- _INPUT RECORDS_:
□ □ □ □ □

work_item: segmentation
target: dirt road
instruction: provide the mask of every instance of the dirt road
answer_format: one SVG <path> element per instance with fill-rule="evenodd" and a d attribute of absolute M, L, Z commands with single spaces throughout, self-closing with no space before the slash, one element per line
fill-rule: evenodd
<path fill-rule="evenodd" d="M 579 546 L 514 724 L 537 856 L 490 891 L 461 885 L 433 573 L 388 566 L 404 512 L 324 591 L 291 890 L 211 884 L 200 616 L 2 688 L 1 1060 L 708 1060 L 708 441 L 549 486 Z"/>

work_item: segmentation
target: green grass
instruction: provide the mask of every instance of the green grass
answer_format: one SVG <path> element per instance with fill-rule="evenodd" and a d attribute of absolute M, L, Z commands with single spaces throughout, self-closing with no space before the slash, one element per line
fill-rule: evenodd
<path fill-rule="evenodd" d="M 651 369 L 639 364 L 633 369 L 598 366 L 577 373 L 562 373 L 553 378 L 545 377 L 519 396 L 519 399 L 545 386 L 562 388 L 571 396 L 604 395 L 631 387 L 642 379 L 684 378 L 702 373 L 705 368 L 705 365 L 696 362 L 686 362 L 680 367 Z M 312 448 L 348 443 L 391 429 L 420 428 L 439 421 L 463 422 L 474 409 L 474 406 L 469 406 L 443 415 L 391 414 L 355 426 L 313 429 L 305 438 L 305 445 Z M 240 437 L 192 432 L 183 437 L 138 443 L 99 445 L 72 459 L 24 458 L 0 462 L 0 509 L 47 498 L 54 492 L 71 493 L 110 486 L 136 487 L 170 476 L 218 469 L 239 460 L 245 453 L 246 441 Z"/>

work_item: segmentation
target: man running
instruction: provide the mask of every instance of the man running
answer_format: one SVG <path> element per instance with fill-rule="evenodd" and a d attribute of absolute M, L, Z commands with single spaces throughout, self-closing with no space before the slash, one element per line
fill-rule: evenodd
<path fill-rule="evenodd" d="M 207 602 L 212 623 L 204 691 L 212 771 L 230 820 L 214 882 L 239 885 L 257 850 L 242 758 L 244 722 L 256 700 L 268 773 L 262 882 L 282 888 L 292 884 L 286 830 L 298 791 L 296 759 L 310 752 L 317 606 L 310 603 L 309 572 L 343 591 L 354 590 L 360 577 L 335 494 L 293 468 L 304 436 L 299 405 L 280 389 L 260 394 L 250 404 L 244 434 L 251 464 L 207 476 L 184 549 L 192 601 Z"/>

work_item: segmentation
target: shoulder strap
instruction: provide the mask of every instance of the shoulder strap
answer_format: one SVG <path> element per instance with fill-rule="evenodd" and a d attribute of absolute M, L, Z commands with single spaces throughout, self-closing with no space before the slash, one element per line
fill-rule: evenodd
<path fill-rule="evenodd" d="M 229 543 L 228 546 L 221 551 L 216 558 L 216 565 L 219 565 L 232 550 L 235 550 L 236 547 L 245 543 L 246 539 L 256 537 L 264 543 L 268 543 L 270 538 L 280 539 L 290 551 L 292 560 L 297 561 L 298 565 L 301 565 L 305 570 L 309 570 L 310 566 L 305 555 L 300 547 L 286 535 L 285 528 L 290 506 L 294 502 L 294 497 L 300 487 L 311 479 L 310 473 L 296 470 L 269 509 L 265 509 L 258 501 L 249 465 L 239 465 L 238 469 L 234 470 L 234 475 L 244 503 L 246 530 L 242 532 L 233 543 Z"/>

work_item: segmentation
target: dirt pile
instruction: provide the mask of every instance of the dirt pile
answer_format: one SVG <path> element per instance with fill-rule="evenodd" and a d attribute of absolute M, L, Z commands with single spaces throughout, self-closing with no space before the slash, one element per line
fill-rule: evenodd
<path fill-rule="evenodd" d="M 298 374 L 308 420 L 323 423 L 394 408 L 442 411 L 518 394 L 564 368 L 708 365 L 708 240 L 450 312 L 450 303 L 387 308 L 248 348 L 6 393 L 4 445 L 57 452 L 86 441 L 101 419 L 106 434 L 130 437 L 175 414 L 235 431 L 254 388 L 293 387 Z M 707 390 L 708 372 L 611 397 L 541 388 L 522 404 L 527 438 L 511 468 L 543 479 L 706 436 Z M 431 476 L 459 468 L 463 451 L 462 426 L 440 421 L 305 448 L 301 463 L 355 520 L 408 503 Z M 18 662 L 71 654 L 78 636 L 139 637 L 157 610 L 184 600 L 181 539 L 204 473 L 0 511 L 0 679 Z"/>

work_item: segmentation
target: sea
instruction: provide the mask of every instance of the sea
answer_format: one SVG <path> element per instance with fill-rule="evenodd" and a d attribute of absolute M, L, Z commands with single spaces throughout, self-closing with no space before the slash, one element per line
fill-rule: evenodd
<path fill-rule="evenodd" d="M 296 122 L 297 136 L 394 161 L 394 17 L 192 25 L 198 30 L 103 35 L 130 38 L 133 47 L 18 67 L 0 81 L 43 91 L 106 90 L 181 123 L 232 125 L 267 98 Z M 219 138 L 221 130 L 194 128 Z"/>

□ □ □ □ □

- _WHAT TO DO_: Retype the records word for word, from their first line through the line that contains "579 546 L 514", including both of those lines.

- _TASK RESULT_:
work_item: segmentation
target: dirt road
instruction: provide the mask of every instance of the dirt road
answer_format: one SVG <path> element per instance with fill-rule="evenodd" and a d attribute of absolute M, L, Z commands with single spaces throughout, self-closing with no space before the slash, one element per line
fill-rule: evenodd
<path fill-rule="evenodd" d="M 579 546 L 514 724 L 537 856 L 490 891 L 461 885 L 433 573 L 388 566 L 404 512 L 324 591 L 291 890 L 211 884 L 200 616 L 2 688 L 1 1060 L 708 1060 L 708 441 L 549 486 Z"/>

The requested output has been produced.